> _任务说明_
• 1. 把提取文本中从“(2)采用复合区间作图法在哈尔滨人工接种条件下于第 1、2、3、4、7 染色体上”开始、一直到“与百粒重的相关性亦达到了显著水平。”为止的内容逐字重新录入。
• 2. 按照提取文本,在哈尔滨人工接种条件下检测到的抗病QTL分别位于哪几条染色体上?

> _提取文本_
===============
摘要
玉米丝黑穗病是一种世界性病害。近年来,随着感病品种的大量推广种植,该病又
回升蔓延且逐年加重,再次成为我国春玉米区的主要病害之一。最经济有效的防病途径
是采取以种植抗病品种为主的综合防治措施,而抗性遗传理论是抗病育种的前提。分子
标记技术及数量性状(QTL)定位方法的发展为深入研究抗丝黑穗病的遗传规律提供了
有效的手段。本文利用在我国玉米生产上起重要作用的自交系 Mo17(抗)和黄早四(感)
组配作图群体和性状评价群体,在人工接种条件下进行抗病性评价;采用 SSR 标记技术
构建遗传连锁图谱,利用复合区间定位方法确定玉米抗丝黑穗病 QTL 的数目、位置及效
应,比较不同地点不同来源病原菌条件下 Mo17 抗病遗传的差异,同时研究了重要相关
性状 QTL,为抗病材料分子标记辅助选择提供理论依据。研究结果如下:
(1)以黄早四×Mo17 的 F2 分离群体(184 个单株)为作图群体,构建了含有 87
个SSR标记位点的遗传连锁图谱,覆盖玉米基因组1655.4 cM,标记间平均图距19.03 cM。
(2)采用复合区间作图法在哈尔滨人工接种条件下于第 1、2、3、4、7 染色体上
分别检测到 1 个抗病 QTL,可解释的表型变异分别为 15.1%、13.21%、13.1%、11.4%和
7.1%,除第 2、7 染色体上的 QTL 表现为超显性外,其余均表现为部分显性和加性效应。
在吉林人工接种条件下于 1、2、3、6、8、9 染色体上共检测到 6 个 QTL。比较哈尔滨
和吉林两个地点的定位结果,其中第 1、2 染色体上检测到的 QTL 位置和表型贡献率基
本相同,第 3 染色体上的 QTL 位置相近,其余染色体上检测的 QTL 位置完全不同。在
吉林,第 9 染色体上的 QTL 具有较高的表型贡献率,且表现为超显性。
(3)通过对哈尔滨和吉林两点平均发病率的 QTL 分析,发现在第 1、2、3 染色体
上均检测到了在两个试验点都能检测到的 4 个 QTL,而且位置相同,这说明控制玉米丝
黑穗病的基因具有一致性和环境稳定性。第 4 染色体上重新检测到一个新的 QTL,但贡
献率较低。
(4)相关分析表明,玉米丝黑穗病的发病率与产量、株高存在极显著的负相关性,
与百粒重的相关性亦达到了显著水平。
(5)利用构建的 SSR 连锁图谱和复合区间作图法对接种条件下的产量、株高和百
粒重分别进行 QTL 分析,在第 1、2、3 染色体上检测到 4 个控制产量的 QTL;在第 4、
8、9、10 染色体上检测到 4 个控制株高的 QTL;在第 6、9 染色体上检测到 2 个控制百
粒重的 QTL。
Head Smut is one of the most important diseases of maize in the world. It
happens in the most maize zone at different levels. It has already become one of
the most serious diseases, causing a significant yield and quality losses, especially
in maize spring area of China. The advent of molecular markers and QTL mapping
methods in the last decade provides an opportunity to deeply study the genetic
principles of resistance to head smut. In this study, a F2 population with 191
individuals, derived from a cross of Huangzao4×Mo17, is used to construct a
genetic map and locate QTLs of head smut and correlative agronmic characters
and analyse the genetic effect. The main results are summarized as follows:
(1) From 330 SSR primer pairs, 87 amplify polymorphism clearly between
two parents. These 87 polymorphic loci were used in analysing genotypes of the F2
population. In the F2 population, the allele frequencies of Huangzao4 and Mo17 in
all 191 informative loci are 48.13 % and 52.97%, respectively.The allele ratio
approximated to the expected 1:1. Chi-square test indicated that 21 markers(24%
of all) skew from the expected 1:1 gene segregation, and 17 markers (20% of all)
===============
> _所附材料_

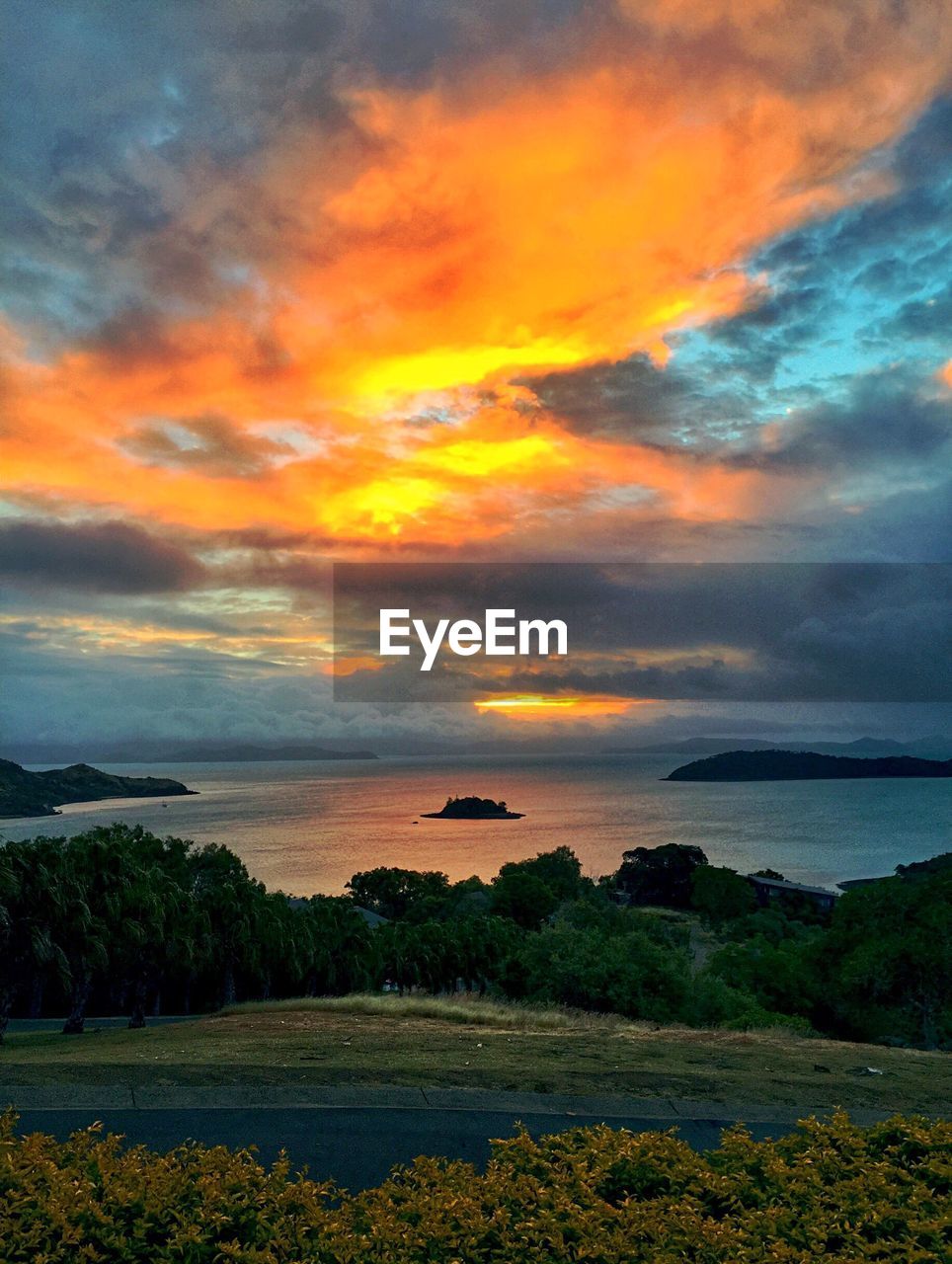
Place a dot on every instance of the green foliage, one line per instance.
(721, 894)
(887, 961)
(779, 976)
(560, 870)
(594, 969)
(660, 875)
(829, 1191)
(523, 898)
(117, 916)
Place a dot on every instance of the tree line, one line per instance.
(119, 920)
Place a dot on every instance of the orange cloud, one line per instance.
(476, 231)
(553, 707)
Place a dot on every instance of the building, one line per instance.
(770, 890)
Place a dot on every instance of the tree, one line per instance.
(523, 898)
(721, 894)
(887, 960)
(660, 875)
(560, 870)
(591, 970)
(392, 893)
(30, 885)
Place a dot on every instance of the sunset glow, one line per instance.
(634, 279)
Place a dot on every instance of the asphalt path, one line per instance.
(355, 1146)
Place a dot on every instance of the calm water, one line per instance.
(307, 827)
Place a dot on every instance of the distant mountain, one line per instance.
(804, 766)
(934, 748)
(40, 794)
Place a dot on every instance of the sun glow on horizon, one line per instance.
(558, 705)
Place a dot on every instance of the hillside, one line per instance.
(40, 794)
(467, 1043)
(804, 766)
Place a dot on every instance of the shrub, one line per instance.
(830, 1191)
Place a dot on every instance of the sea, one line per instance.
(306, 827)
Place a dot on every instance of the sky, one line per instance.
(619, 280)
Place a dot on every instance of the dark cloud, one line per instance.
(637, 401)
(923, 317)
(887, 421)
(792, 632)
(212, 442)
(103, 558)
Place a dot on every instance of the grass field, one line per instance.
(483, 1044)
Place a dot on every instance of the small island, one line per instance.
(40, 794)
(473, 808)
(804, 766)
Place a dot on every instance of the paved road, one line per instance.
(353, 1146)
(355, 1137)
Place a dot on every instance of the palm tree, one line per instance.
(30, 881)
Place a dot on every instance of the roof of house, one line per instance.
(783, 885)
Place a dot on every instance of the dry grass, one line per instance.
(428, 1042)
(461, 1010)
===============
> _任务答案_
• 1.
(2)采用复合区间作图法在哈尔滨人工接种条件下于第 1、2、3、4、7 染色体上
分别检测到 1 个抗病 QTL,可解释的表型变异分别为 15.1%、13.21%、13.1%、11.4%和
7.1%,除第 2、7 染色体上的 QTL 表现为超显性外,其余均表现为部分显性和加性效应。
在吉林人工接种条件下于 1、2、3、6、8、9 染色体上共检测到 6 个 QTL。比较哈尔滨
和吉林两个地点的定位结果,其中第 1、2 染色体上检测到的 QTL 位置和表型贡献率基
本相同,第 3 染色体上的 QTL 位置相近,其余染色体上检测的 QTL 位置完全不同。在
吉林,第 9 染色体上的 QTL 具有较高的表型贡献率,且表现为超显性。
(3)通过对哈尔滨和吉林两点平均发病率的 QTL 分析,发现在第 1、2、3 染色体
上均检测到了在两个试验点都能检测到的 4 个 QTL,而且位置相同,这说明控制玉米丝
黑穗病的基因具有一致性和环境稳定性。第 4 染色体上重新检测到一个新的 QTL,但贡
献率较低。
(4)相关分析表明,玉米丝黑穗病的发病率与产量、株高存在极显著的负相关性,
与百粒重的相关性亦达到了显著水平。

• 2. 第1、2、3、4、7染色体。